Problem requirements: Copy out every row below with "Found at" changed to "Located at" and everything else left as it is. Leave the pictures out of your answer.

The records:
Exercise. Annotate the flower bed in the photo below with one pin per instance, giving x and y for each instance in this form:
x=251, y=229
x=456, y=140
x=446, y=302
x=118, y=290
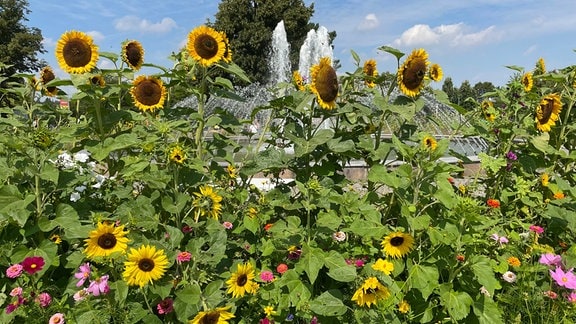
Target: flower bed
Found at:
x=119, y=209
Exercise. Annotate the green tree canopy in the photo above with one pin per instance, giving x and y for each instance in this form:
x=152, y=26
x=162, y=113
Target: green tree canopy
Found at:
x=249, y=25
x=19, y=44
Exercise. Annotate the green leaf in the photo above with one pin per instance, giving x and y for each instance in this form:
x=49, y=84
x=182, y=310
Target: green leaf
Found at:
x=329, y=303
x=456, y=302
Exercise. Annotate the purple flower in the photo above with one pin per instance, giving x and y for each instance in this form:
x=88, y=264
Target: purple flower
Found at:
x=44, y=299
x=98, y=286
x=564, y=279
x=550, y=259
x=83, y=274
x=14, y=271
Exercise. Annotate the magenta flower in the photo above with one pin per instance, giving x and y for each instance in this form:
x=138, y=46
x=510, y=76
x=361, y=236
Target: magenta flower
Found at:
x=165, y=306
x=536, y=229
x=33, y=264
x=44, y=299
x=266, y=276
x=14, y=271
x=564, y=279
x=83, y=274
x=98, y=286
x=550, y=259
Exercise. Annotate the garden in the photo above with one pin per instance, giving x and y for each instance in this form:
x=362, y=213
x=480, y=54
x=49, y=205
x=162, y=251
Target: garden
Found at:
x=126, y=206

Task result:
Exercise. Annotate the flower bed in the photo below with one pin per instance, giving x and y for each instance in this form:
x=251, y=229
x=456, y=140
x=446, y=302
x=118, y=290
Target: flower bed
Located at:
x=119, y=209
Exercise. Annotate the green tree canopy in the photo above with one pin per instance, giving x and y for each instance in this form:
x=152, y=26
x=162, y=113
Target: green tree canopy
Located at:
x=249, y=25
x=19, y=44
Exercise. Annotate the green leaf in the photo above with one pin per instance, giving x and y for each instance in this form:
x=49, y=84
x=182, y=310
Target: green leaf
Located at:
x=329, y=303
x=456, y=302
Exercise. Annotate the purple flower in the photo above with one pin per instance, giving x and y for each instance in this form:
x=88, y=264
Target: purple flower
Located at:
x=44, y=299
x=98, y=286
x=564, y=279
x=550, y=259
x=83, y=274
x=14, y=271
Exercise. Annotate the magenta flower in the photo above with one pin per instance, giving x and y for each instance in this form:
x=138, y=46
x=510, y=76
x=361, y=236
Target: magenta flower
Located at:
x=165, y=306
x=536, y=229
x=33, y=264
x=44, y=299
x=266, y=276
x=14, y=271
x=564, y=279
x=83, y=274
x=98, y=286
x=550, y=259
Exercise. Annotate the garden in the photo above with one pin per instance, giving x and y for each instance in this form:
x=362, y=213
x=480, y=54
x=49, y=205
x=162, y=251
Target: garden
Located at:
x=126, y=206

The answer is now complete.